▸ READING TEXT:

'''

FFS even Thunderbirds back in the 1960's didn't require the suspension of disbelief - all the technology there was theoretically feasible, even if many many years away.
Perhaps you don't remember the very first episode, where Thunderbird 1 has a sensor which tells Scott when his ship is being secretly filmed (they don't want knowledge of Brains' technology getting into the wrong hands).
Thunderbird 1 has a sensor which tells Scott when his ship is being secretly filmed
Why not? A laser spinning should be able to get distinctive reflections from the curvature of a lens pointed in its direction, it might even be able work out if it was filming from the slight vibration detectable in the reflection.
I'm saying that in theory it might be possible, not that it is actually possible but sufficiently so for Scott Tracy.
A passenger jet HAS been modded to allow exit with parachutes. It was Concorde, no less! You can even see the mod for yourself: get thee to the Fleet Air Arm Museum at RNAS Yeovilton, go to Hall 4, and look for Concorde 002 (you can't miss it, it's the huge totally awesome one). Go inside (yes! you can go inside!!!) and look for the emergency escape hatch in the floor. From memory the hatch is on the right side near the rear of the cabin, but it's been a while... anyway, the hatch is in there somewhere. The hatch also features a handy metal plate which slides down to disrupt the airflow so you can exit reasonably un-mangled.
And, of course, there was Dan Cooper.
Yes, I know 002 well. I'm fairly familiar with Yeovilton.....
read my earlier posts: the escape hatches were incorporated into the prototype Concordes at the planning stage and were specifically designed not to weaken the fuselage. If you tried to retrofit such a device to the production birds you'd end up destroying several frame sections and irretrievably weaken the fuselage.
Such hatches were included in the V-bombers for the back seat crew. The success rate in using them as an escape method was low
And just as a point of clarification, 002 wasn't a "passenger jet": it was a flying laboratory and while superficially similar, was actually very different in design from the production Concordes
Well, the problem is the reality distortion field can only be maintained if the field isn't breached by something so out of character, or out of "universe" that causes your disbelief suspension to cease. Once the Reality Distortion Field collapses, every little loose thread becomes apparent and causes you to keep looking for more. A Military Aircraft that is UNIT's equivalent of "Air Force ONE" without fancy UNIT extraterrestrial countermeasures, armaments and enough parachutes (or escape mechanism) for the crew was one of those, the UNIT unit with Bonnie under London not killing Bonnie and all the Zygons present was another. The UNIT contingent going into the church and being slaughtered instead of just killing the hostiles (who looked like family members) would also be uncharacteristic of UNIT soldiers. Sure regular Army, but UNIT's trained to deal with these sorts of things. All of those things seemed to me to be lazy writing, because had the characters actually done their normal/believable thing in the Whovian Universe , there wouldn't have been a 2 episode arc. It would have been a quick 30 minute done and DONE. Instead we had a complex circuitous route taken to a) get us back to having an Osgood, and b) get us back to having 2 Osgoods.
IDIOT, you are missing the message!! If you dont like it just go and watch 'saw' again, you **hopeless** creep...
The moral message is that yes, war, death, etc, etc, may be nice for a start....

'''

▸ ENTRIES PROVIDED:

'''

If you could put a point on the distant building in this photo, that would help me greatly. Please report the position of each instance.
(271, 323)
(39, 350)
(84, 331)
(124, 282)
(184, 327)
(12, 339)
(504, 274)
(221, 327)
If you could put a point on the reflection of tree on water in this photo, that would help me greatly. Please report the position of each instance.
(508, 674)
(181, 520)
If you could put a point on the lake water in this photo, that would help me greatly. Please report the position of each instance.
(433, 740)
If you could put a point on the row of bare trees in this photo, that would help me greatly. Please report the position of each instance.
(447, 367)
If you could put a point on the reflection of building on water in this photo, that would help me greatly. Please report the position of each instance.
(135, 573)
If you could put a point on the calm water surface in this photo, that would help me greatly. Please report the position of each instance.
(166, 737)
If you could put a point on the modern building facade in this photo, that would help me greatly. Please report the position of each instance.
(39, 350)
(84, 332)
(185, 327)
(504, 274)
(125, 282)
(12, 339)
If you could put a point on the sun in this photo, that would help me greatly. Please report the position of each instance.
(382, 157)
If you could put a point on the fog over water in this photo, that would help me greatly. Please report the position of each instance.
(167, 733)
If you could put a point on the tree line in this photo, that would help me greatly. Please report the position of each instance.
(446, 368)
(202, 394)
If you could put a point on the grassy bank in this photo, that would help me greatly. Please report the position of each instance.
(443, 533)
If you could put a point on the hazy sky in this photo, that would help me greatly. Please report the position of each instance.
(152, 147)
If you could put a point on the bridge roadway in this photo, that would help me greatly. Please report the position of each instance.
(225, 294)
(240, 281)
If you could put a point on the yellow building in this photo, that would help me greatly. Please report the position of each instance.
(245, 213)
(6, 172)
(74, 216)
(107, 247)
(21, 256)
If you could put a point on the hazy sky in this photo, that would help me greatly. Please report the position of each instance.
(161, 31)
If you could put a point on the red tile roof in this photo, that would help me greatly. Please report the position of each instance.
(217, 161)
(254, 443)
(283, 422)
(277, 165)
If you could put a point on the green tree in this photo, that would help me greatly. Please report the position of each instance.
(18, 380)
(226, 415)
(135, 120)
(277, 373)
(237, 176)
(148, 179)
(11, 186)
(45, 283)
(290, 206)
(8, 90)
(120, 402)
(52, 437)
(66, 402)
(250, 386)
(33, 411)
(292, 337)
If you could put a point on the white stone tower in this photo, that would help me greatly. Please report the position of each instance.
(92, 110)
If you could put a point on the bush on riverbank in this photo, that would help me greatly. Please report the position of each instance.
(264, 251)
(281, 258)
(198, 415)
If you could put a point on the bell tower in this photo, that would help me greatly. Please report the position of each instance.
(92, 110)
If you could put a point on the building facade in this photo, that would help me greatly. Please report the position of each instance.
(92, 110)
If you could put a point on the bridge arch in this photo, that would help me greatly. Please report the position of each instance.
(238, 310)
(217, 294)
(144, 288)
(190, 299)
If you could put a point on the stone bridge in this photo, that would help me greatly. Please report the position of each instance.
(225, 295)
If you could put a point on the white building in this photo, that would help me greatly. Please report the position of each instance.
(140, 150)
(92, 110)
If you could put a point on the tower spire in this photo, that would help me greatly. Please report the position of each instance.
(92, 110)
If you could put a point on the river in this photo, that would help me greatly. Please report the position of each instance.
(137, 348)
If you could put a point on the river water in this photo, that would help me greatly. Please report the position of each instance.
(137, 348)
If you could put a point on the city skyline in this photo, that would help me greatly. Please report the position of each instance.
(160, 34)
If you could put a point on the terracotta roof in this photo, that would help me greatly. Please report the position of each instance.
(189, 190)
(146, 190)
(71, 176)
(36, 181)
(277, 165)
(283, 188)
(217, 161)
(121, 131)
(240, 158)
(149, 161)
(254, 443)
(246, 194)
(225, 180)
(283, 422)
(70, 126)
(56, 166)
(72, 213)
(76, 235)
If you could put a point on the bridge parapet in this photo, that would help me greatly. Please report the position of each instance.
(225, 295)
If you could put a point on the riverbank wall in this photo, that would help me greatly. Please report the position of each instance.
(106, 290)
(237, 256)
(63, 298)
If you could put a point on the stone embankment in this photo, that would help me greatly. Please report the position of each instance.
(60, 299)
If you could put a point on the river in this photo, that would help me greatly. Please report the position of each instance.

'''

▸ SET TASKS:
(A) According to the discussion, in which hall of the Fleet Air Arm Museum is Concorde 002 displayed?
(B) Print everything in the discussion from "I'm saying that" down to "familiar with Yeovilton.....".

▸ COMPLETE ANSWERS:
(A) Hall 4

(B)
I'm saying that in theory it might be possible, not that it is actually possible but sufficiently so for Scott Tracy.
A passenger jet HAS been modded to allow exit with parachutes. It was Concorde, no less! You can even see the mod for yourself: get thee to the Fleet Air Arm Museum at RNAS Yeovilton, go to Hall 4, and look for Concorde 002 (you can't miss it, it's the huge totally awesome one). Go inside (yes! you can go inside!!!) and look for the emergency escape hatch in the floor. From memory the hatch is on the right side near the rear of the cabin, but it's been a while... anyway, the hatch is in there somewhere. The hatch also features a handy metal plate which slides down to disrupt the airflow so you can exit reasonably un-mangled.
And, of course, there was Dan Cooper.
Yes, I know 002 well. I'm fairly familiar with Yeovilton.....